◆ Provided passage:
────────────────────────────────────────

Indigenous symbolism at convocation

Posted on Friday, June 21, 2019

Symbols beaded on a wool scarf.

When Kelly Duquette crossed the stage to receive her law degree in June, her academic robes were complemented by a quartet of symbols she wore close to her heart. On the right was the flag of Louis Riel’s provisional government, a vine of Métis flowers and an iris in purples and blues. On the left was a polar bear in mid-stride. 

These symbols were hand-beaded onto a wool stole. Each one represents an element of Kelly’s story. The flag is a nod to her ancestor, Toussaint Lussier, who served the provisional government at Red River. The colours chosen for the flowers honour several generations of women who have supported Kelly throughout her life.

On graduation day, Kelly joined six other Indigenous graduates and four Indigenous faculty members who wore stoles beaded for them by members of the law school community. Dean Adam Dodek also donned a custom-beaded stole – a physical reminder of his responsibilities as a leader pursuing reconciliation within the Faculty of Law and the legal profession. So, too, did the Faculty’s vice-deans. Each stole featured the polar bear design and symbols unique to the person wearing it. 

Students dressed in gowns at graduation.

────────────────────────────────────────

◆ Information given:
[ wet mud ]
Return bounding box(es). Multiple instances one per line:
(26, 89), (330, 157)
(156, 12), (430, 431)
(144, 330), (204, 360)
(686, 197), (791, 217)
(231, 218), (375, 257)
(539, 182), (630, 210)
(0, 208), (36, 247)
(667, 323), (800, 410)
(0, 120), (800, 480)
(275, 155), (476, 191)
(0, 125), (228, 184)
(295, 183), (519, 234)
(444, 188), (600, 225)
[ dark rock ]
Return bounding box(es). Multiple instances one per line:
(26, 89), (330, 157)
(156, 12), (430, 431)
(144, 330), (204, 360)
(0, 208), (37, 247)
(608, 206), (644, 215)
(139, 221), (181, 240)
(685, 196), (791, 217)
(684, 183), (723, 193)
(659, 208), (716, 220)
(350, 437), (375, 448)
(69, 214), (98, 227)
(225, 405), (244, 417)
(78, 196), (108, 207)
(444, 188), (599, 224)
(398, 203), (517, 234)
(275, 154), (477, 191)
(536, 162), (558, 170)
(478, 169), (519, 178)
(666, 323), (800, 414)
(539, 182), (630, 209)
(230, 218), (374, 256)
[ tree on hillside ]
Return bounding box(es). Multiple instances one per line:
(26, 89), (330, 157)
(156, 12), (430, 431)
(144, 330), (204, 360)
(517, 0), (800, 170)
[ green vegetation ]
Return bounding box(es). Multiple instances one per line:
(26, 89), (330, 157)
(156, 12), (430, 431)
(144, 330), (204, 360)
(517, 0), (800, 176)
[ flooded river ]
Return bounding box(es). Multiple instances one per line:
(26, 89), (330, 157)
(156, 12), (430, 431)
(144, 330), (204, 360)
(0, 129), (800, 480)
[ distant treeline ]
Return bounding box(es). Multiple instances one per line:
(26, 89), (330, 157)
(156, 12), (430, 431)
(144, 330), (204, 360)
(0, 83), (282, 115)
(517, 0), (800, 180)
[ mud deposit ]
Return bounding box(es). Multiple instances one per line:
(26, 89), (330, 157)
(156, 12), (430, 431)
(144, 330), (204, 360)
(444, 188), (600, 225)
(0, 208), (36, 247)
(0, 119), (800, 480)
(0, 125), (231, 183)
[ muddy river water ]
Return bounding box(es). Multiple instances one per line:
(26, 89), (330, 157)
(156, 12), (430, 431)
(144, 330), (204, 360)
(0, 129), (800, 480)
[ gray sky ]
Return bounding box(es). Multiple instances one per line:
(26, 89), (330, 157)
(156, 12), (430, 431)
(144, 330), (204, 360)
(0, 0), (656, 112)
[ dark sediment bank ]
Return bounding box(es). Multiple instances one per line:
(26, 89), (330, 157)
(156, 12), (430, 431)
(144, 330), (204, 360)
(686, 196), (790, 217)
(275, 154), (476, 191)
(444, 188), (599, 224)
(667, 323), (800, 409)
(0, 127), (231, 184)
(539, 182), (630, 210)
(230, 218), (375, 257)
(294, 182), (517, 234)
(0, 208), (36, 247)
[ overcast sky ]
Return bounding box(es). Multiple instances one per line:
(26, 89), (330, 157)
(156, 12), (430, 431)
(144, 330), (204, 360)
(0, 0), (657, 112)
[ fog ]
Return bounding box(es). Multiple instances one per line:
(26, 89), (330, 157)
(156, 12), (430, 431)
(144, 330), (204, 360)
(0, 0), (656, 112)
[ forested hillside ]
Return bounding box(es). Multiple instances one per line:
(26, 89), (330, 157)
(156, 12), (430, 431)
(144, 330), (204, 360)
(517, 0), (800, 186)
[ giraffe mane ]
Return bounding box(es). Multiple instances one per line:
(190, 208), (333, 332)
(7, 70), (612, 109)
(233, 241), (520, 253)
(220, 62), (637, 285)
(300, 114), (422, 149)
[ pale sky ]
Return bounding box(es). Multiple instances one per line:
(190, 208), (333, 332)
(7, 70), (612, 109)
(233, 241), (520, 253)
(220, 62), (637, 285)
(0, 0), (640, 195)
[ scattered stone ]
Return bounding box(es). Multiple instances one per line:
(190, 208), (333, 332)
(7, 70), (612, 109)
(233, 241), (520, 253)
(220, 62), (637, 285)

────────────────────────────────────────

◆ About this task:
Copy out the article on Indigenous symbolism at convocation above, word for word, from start to finish.

◆ Task result:
Indigenous symbolism at convocation

Posted on Friday, June 21, 2019

Symbols beaded on a wool scarf.

When Kelly Duquette crossed the stage to receive her law degree in June, her academic robes were complemented by a quartet of symbols she wore close to her heart. On the right was the flag of Louis Riel’s provisional government, a vine of Métis flowers and an iris in purples and blues. On the left was a polar bear in mid-stride. 

These symbols were hand-beaded onto a wool stole. Each one represents an element of Kelly’s story. The flag is a nod to her ancestor, Toussaint Lussier, who served the provisional government at Red River. The colours chosen for the flowers honour several generations of women who have supported Kelly throughout her life.

On graduation day, Kelly joined six other Indigenous graduates and four Indigenous faculty members who wore stoles beaded for them by members of the law school community. Dean Adam Dodek also donned a custom-beaded stole – a physical reminder of his responsibilities as a leader pursuing reconciliation within the Faculty of Law and the legal profession. So, too, did the Faculty’s vice-deans. Each stole featured the polar bear design and symbols unique to the person wearing it. 

Students dressed in gowns at graduation.